SOURCE PASSAGE ::
There was no Cinderella turnaround or anything even close to that fancy, but the team has improved vastly in just two seasons. Two wins in 2009 and six last year hardly seems to be much to get excited about, but it is steady improvement for a franchise that was in complete and utter desolation just two seasons back. Especially when you consider that the team was ravaged with injuries in 2010; the biggest being the loss of Stafford for 13 games to a serious shoulder injury that required season ending surgery.
The success of the 2011 season, of course, lies on the health of Matthew Stafford. In two seasons, he has missed 19 games from injury and has earned the "injury prone" tag that fans love to hear. So from now on, everything that is written about the young man is always going to have the words "if healthy" in there somewhere.
It reminds me of another quarterback in this league who showed you can eventually shed that tag: Matt Schaub of the Texans. Matt missed 10 games in his first two seasons as the starter in Houston, which earned him the same tag, even though his injuries were what many would describe as "fluke." But after two seasons of playing in all 16 contests, he has finally shed that label and is pretty high on most fantasy owners lists every year now.
There is no reason that I think Stafford can't do the same this year. If he stays upright this season, and I believe he finally will, Stafford is going to have a monster season in Detroit. He has shown enough flashes during his small sample of play that he has all the tools to make it big in this league, and I firmly believe he gains comeback player of the year honors at season end.
I didn't even start on Calvin Johnson yet, but add him to the list of reasons Matthew Stafford is going to look just flat out dominant in 2011. Short of Larry Fitzgerald and Andre Johnson, I can't think of another receiver in the same league with Calvin. He is one of those guys that is so talented that he even made Dan Orlovsky look like a serviceable quarterback. Then, last season, he accumulated 1,120 yard and 12 touchdowns with Shaun Hill throwing to him for most of the season. The Stafford-Johnson combo is going to make the Lions offense, which was already 12th in the league last season, even better.

EXTRACTED DATA ::

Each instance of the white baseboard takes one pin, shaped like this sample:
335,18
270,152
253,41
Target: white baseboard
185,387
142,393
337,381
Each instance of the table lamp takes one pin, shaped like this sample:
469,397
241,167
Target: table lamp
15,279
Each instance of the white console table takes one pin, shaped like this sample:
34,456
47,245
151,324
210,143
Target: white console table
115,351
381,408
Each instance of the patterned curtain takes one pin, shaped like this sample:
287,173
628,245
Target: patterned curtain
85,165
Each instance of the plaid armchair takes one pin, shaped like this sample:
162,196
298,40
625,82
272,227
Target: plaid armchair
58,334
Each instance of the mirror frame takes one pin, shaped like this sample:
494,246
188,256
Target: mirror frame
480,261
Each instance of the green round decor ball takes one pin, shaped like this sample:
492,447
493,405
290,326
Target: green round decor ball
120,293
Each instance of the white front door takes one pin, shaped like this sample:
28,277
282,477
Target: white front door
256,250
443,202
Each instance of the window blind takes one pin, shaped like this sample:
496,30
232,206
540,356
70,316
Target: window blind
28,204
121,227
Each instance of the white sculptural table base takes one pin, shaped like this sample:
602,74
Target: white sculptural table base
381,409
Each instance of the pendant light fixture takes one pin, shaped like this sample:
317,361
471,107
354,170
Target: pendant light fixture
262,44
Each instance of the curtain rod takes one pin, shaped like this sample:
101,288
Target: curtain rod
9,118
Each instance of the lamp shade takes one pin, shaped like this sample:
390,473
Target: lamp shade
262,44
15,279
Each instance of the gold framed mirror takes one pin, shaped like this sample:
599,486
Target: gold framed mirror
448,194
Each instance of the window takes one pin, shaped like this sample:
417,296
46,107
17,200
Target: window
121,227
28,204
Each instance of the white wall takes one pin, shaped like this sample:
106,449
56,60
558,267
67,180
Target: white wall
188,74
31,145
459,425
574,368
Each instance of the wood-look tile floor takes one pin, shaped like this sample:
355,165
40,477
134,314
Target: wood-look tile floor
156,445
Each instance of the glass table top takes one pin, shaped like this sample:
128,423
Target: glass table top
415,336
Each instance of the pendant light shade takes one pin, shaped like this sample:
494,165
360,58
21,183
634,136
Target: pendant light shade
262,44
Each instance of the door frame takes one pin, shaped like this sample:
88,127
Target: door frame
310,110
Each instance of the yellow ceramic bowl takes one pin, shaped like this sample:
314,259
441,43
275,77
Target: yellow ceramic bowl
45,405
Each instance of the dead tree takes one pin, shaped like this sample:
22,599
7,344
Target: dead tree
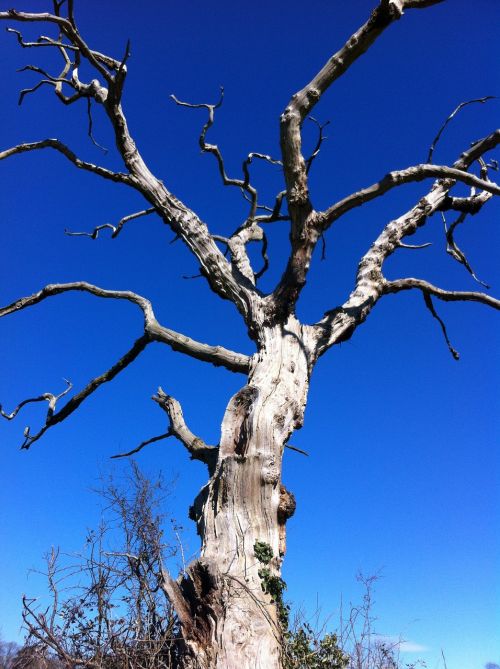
227,602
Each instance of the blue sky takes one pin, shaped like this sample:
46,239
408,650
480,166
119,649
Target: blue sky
401,473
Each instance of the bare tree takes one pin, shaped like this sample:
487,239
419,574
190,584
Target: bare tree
106,605
228,600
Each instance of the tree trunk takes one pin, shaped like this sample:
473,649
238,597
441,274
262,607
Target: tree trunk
229,601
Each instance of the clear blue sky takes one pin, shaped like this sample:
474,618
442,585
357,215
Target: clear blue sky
401,473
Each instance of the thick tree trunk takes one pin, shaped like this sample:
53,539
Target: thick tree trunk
229,618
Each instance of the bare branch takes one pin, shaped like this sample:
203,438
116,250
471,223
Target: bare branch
450,118
430,306
90,126
401,245
115,228
57,145
102,63
45,397
454,251
142,445
303,102
339,324
216,355
297,450
400,177
319,142
213,149
445,295
53,418
178,428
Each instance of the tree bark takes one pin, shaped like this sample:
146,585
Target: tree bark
228,615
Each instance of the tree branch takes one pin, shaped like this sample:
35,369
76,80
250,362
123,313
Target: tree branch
305,222
339,324
400,177
445,295
53,417
154,331
57,145
115,228
197,448
457,109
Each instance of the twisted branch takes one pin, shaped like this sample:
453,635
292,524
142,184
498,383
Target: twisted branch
108,226
196,447
58,146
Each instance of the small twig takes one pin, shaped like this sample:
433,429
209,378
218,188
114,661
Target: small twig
142,445
321,139
297,450
265,258
454,251
402,245
115,228
450,118
430,306
89,131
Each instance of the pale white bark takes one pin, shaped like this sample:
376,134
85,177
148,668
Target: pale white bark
227,619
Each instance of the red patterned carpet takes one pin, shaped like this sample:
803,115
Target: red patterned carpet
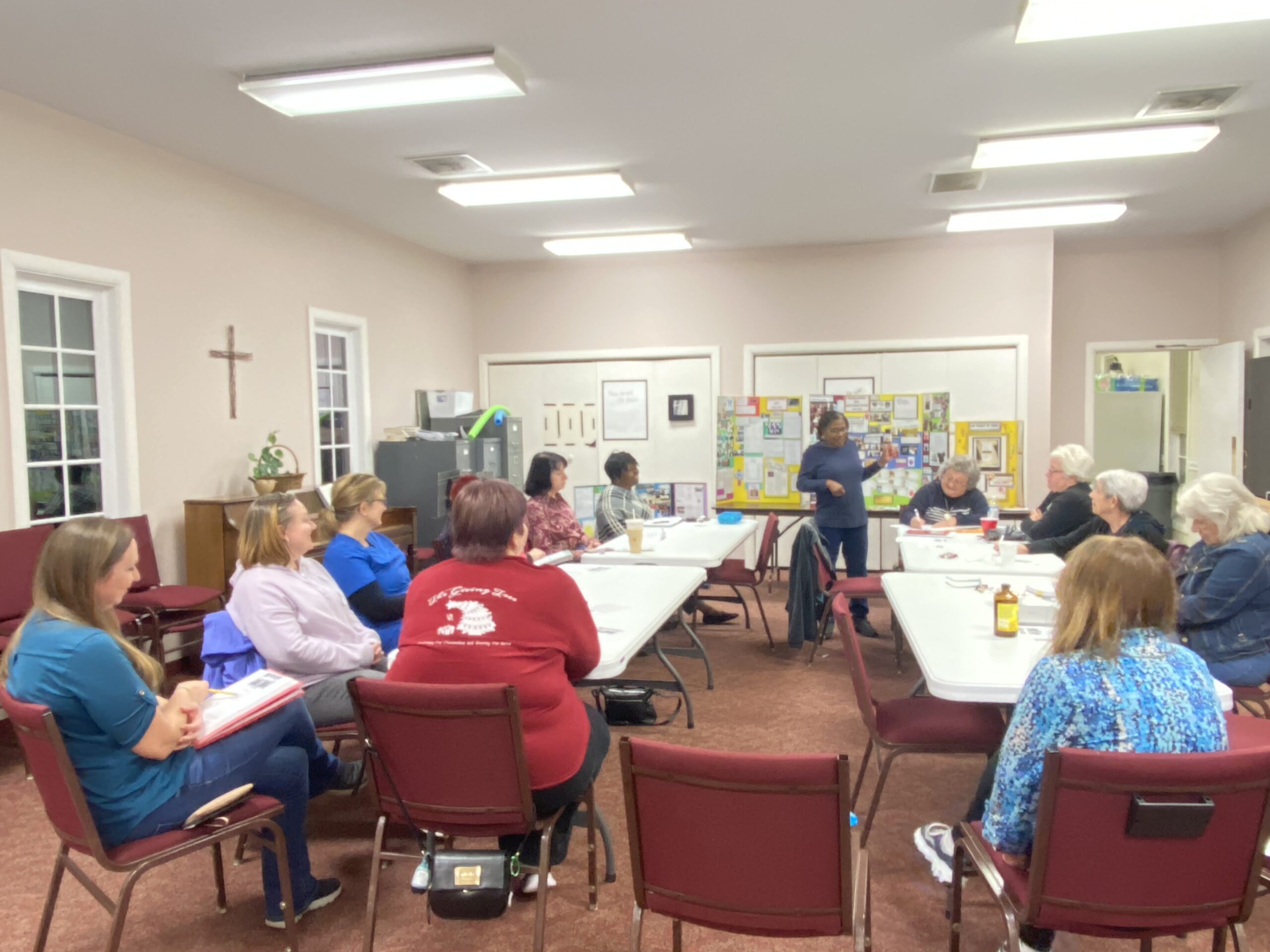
761,702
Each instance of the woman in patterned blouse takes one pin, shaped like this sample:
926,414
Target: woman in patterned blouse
553,526
1113,681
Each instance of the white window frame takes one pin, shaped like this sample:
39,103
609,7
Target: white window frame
112,327
356,330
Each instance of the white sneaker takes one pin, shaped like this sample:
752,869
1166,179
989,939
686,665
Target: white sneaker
530,887
935,842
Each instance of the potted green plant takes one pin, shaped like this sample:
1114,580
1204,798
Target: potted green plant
267,474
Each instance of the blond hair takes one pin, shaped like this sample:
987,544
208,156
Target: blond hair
76,556
261,541
1225,502
347,497
1112,584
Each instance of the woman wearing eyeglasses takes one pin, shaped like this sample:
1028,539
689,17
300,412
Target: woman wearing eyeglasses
833,470
368,565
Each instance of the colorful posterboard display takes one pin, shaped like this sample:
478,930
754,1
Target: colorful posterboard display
759,450
997,447
683,499
916,423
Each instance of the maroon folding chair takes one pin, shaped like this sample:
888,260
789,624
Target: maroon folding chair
425,735
1133,847
734,574
167,610
69,814
793,815
868,587
911,725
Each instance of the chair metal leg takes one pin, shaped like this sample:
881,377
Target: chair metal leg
373,894
745,607
860,777
877,797
592,881
219,874
636,927
55,885
762,613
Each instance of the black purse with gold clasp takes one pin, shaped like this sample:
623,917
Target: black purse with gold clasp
465,884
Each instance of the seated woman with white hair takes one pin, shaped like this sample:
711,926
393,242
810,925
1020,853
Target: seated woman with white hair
1117,499
953,499
1067,507
1225,610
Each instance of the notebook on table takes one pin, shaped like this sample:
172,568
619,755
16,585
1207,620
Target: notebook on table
246,702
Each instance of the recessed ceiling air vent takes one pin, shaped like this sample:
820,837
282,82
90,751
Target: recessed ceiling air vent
956,182
451,167
1189,102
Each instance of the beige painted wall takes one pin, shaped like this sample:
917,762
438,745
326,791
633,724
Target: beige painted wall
206,250
1108,291
965,286
1246,278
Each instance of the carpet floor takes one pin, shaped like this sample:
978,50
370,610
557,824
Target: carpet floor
763,701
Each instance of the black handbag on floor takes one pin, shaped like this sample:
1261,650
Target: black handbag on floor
465,884
632,708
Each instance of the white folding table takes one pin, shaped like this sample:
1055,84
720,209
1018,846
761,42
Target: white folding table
631,604
969,556
951,633
704,545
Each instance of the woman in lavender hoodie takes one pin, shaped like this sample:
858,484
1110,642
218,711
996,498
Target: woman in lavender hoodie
295,613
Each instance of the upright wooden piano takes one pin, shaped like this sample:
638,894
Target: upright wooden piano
212,535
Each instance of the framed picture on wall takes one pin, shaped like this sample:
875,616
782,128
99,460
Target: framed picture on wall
625,409
847,386
681,408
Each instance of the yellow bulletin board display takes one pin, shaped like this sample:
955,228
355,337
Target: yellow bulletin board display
759,448
997,447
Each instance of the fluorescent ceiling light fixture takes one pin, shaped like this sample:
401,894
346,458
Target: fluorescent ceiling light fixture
1065,19
539,188
1037,218
443,79
619,244
1128,143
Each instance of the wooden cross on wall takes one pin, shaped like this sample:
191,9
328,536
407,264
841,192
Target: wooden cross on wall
233,357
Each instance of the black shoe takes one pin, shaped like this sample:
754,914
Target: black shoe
717,617
352,776
327,892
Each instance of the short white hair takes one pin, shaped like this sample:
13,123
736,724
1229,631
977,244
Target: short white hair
1225,502
1075,460
1130,489
965,466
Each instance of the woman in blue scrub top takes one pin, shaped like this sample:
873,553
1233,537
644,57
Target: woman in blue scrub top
368,565
833,470
132,748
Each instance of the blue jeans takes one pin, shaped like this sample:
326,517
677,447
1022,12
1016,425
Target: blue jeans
854,545
284,758
1242,672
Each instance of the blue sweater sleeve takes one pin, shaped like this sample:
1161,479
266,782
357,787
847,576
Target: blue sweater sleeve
1039,722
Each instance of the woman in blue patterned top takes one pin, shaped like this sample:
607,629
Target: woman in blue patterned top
1113,681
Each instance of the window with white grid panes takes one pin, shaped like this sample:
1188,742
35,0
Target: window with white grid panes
334,409
60,405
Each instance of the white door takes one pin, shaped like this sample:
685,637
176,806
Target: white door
1217,412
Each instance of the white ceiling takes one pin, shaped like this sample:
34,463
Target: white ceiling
743,122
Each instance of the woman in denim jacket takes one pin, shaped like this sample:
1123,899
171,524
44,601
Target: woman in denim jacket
1225,610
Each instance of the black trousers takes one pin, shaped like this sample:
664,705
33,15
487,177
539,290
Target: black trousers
564,795
1040,940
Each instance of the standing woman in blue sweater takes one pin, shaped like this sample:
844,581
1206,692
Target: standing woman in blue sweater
833,470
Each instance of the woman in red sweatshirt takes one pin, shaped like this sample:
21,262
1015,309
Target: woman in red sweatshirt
489,617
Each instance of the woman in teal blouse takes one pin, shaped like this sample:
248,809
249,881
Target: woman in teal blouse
368,565
132,748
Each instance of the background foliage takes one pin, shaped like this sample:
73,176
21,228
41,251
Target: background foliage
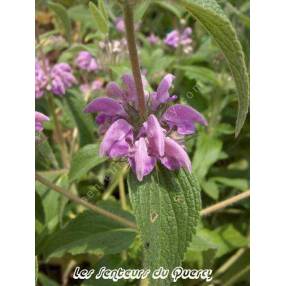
68,235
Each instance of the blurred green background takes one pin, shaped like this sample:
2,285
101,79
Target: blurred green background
66,234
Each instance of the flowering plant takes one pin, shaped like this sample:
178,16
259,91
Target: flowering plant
135,139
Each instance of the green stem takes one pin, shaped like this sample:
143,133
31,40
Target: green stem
84,203
133,55
122,194
58,130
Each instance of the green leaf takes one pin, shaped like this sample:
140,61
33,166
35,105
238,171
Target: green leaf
39,209
226,238
172,7
208,151
62,16
84,122
89,232
36,269
84,160
211,188
166,206
99,18
237,183
45,157
140,9
212,18
203,74
46,281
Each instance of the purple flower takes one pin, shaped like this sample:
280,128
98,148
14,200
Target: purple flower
86,61
173,39
178,38
120,25
61,78
153,39
39,119
41,80
159,138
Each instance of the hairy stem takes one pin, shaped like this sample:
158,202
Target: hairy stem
59,134
225,203
133,55
122,194
84,203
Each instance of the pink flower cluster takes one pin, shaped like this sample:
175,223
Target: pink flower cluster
159,138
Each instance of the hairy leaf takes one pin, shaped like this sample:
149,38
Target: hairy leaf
62,16
212,18
84,160
89,232
84,121
99,18
166,206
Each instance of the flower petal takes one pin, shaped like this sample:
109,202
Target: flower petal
175,156
105,105
39,119
115,142
114,91
155,135
183,118
141,163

WHAT TO DO ::
1 - List every player the passage about Matthew Stafford names, other than Stafford himself.
2 - Sum up the passage about Matthew Stafford in two sentences.
3 - In the passage about Matthew Stafford, how many games did Matt Schaub miss in his first two seasons as the starter in Houston?

SOLUTIONS PER TASK ::
1 - Matt Schaub, Calvin Johnson, Larry Fitzgerald, Andre Johnson, Dan Orlovsky, Shaun Hill

2 - The Lions have improved steadily from two wins in 2009 to six in 2010, even though injuries hit them hard, including Stafford missing 13 games with a shoulder injury. The writer says the 2011 season depends on Stafford staying healthy, and believes that if he does, he can shed the "injury prone" tag as Matt Schaub did and have a monster season throwing to Calvin Johnson.

3 - He missed 10 games.